● Excerpt:

◆ ◆ ◆ ◆

He was not perfect. In their first decades, the UFW vigorously opposed undocumented labor, seeing it (rightly) as a mechanism to break strikes and undermine the position of the union. Under this perception, the union called immigration officers to round up and deport laborers at various times. By the 1980s, the UFW had changed its tune, recognizing the mutual and shared cause for human rights stood as a morally more significant matter than legal distinctions.
Chávez fought for the rights of workers with his very body and soul. He used the Gandhian tactic of the fast to bring both attention and moral focus to the movement. As he said, “When we are really honest with ourselves we must admit that our lives are all that really belong to us. So, it how we use our lives that determines what kind of men we are. It is my deepest belief that only by giving our lives do we find life.”
Due to his repeated use of the technique, his work in the fields, and his unyielding work on behalf of others, he died in 1993.
Why a day for him?
Chávez is more than a labor leader. Formal, organized labor often opposed his efforts, seeing the unionization of the agricultural sector and of the Mexican and Filipino worker as inconsequential. Chávez did not. He saw it as the height of service. He struggle to improve the lives of the most oppressed, to make them better, more just, more human and humane. For those reasons alone, a day for his is a worthwhile effort.
He is also, arguably, the most high-profile Latino in U.S. history. In a time of racial progress and change, he became the embodiment of the kinds of forward-looking struggles for basic economic rights people associated with the most favorable of movements. For these reasons, he deserves his day.
But that doesn’t mean his holiday is the most fitting-way to pay tribute to his life, legacy, and memory. His work and position within history led to the movement to secure a holiday in his name. The UFW did not support this effort at first. They knew Chávez would have been the last person to be in favor of a day commemorating his life. It eclipses the farmworkers for whom he gave his life. It marginalizes their struggle in the name of his own. It is also a gross contradiction. The official holiday (March 31st) will be a day off from work for State employees in eight states. But what about farmworkers?
A more fitting tribute to Chávez would have been the passage of legislation making the lives of farmworkers better. It could have been about securing the federal protection for them (and domestic workers) to form unions–the only two sectors of the economy left beyond the reach of the NLRB. It could have been more workplace and health security for workers. It could have been a lot.
What can we do?
There is always a danger in formalizing commemoration for a person whose movement demanded a major change in the status quo. They risk creating a distance between the fight “then” and the real life lived “now.” As is the case with the holiday celebrating the life and legacy of Martin Luther King Jr., it creates a false sense of accomplishment, when, in reality, the fight they inspired is still very much unresolved.
I will celebrate this day by doing what I do, reading and writing about the causes of human social justice. I will do something to help others think about the struggles to which Chávez gave his life. I will stop before I eat today and remember, eat time I chew, there is a pair of hands, an aching back, a name, a life, a human body filled with dreams that brought this food from the dirt to my mouth.
I will also do something to bring attention to the ongoing struggles of workers. I hope you do the same.

◆ ◆ ◆ ◆

● Study material:
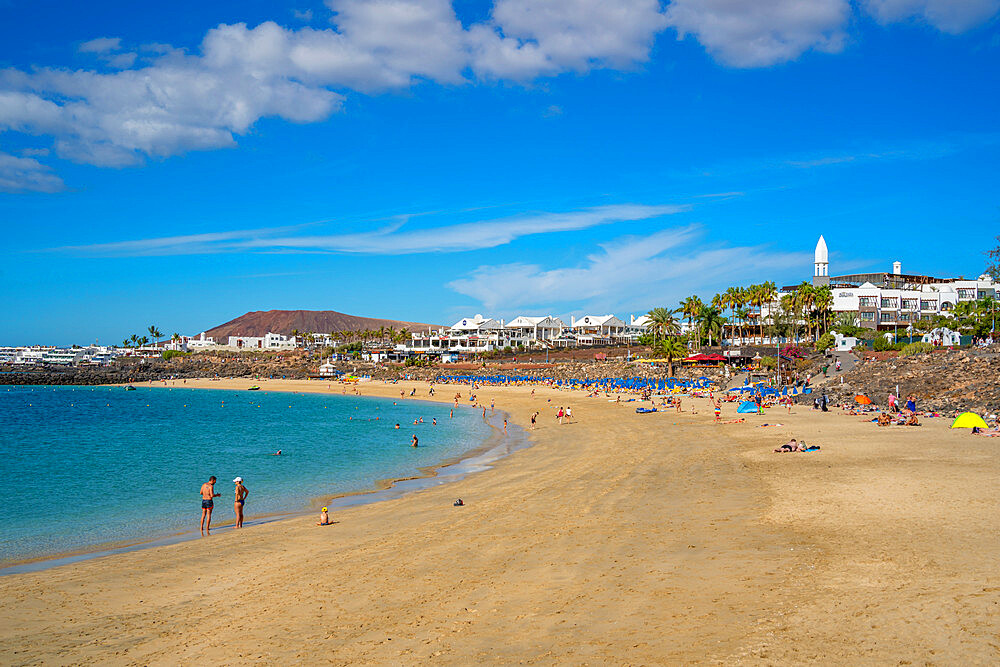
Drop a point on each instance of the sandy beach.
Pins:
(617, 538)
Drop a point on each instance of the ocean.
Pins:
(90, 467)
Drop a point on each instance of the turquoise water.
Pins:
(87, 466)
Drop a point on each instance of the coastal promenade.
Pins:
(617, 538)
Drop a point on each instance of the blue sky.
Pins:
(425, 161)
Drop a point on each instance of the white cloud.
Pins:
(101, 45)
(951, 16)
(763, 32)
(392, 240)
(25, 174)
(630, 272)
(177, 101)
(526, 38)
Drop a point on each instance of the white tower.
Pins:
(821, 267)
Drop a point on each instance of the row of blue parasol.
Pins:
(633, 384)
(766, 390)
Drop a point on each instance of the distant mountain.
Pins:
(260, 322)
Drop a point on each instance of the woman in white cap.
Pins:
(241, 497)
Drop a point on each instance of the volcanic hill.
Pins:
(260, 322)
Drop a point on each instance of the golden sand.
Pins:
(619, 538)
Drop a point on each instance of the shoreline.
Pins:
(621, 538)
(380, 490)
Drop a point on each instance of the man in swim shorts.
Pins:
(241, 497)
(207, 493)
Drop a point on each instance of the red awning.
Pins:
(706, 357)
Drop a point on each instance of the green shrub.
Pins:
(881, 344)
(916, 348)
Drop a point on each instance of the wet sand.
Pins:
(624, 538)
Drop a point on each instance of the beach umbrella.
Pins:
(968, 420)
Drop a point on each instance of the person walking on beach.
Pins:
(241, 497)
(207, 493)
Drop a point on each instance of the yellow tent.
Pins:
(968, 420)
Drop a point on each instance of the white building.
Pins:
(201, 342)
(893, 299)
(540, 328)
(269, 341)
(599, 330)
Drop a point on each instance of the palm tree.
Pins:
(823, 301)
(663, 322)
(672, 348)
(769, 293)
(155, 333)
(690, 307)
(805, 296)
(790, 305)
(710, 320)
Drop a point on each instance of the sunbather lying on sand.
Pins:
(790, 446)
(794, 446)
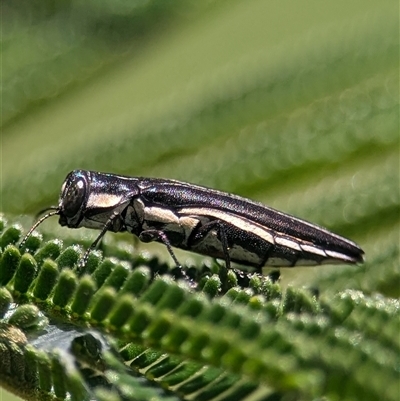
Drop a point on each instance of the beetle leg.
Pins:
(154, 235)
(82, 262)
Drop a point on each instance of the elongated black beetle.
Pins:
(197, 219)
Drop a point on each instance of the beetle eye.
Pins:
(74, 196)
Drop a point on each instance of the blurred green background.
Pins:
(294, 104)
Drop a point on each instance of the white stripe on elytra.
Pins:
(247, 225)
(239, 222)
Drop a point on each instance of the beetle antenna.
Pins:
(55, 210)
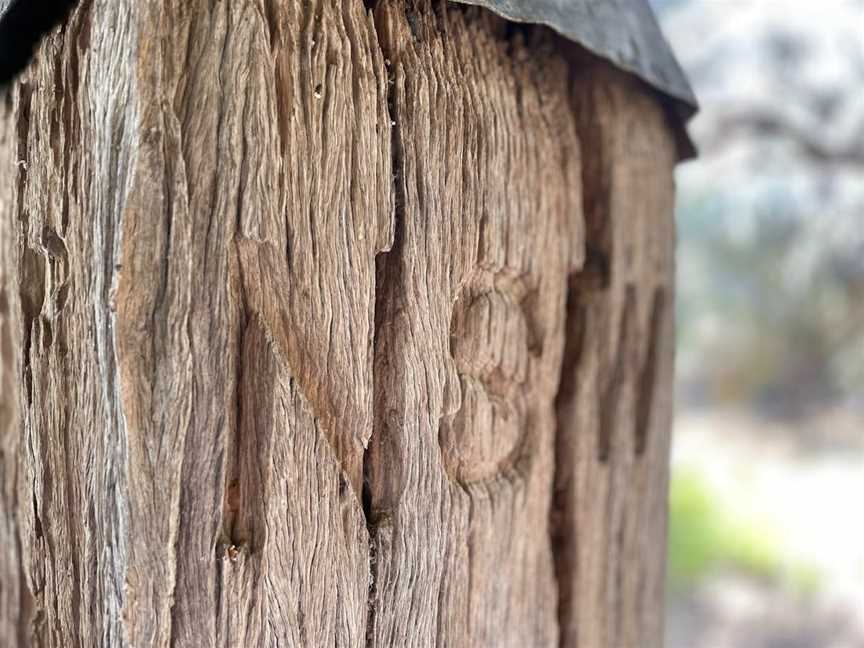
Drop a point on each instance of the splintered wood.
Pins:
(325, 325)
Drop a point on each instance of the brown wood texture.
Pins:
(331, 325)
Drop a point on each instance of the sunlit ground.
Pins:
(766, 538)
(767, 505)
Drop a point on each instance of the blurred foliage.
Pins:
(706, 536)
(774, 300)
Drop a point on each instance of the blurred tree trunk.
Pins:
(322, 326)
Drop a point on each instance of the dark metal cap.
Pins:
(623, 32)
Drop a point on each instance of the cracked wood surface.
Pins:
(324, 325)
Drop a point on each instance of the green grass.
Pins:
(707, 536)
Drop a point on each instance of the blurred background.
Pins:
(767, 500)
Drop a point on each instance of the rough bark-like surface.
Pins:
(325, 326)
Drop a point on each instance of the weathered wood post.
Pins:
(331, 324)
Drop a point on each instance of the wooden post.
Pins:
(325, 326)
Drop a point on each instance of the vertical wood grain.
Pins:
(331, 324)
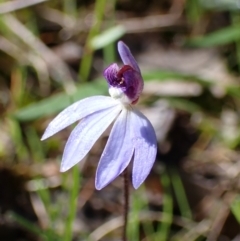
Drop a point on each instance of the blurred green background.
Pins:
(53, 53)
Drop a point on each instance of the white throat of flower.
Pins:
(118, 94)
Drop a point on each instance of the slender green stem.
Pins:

◆ ◆ ◆ ◆

● What is expected: Output the stretch of the César Chávez excerpt from "I will celebrate" through "do the same." word for word. The items have nothing to do with the excerpt about César Chávez.

● Written answer:
I will celebrate this day by doing what I do, reading and writing about the causes of human social justice. I will do something to help others think about the struggles to which Chávez gave his life. I will stop before I eat today and remember, eat time I chew, there is a pair of hands, an aching back, a name, a life, a human body filled with dreams that brought this food from the dirt to my mouth.
I will also do something to bring attention to the ongoing struggles of workers. I hope you do the same.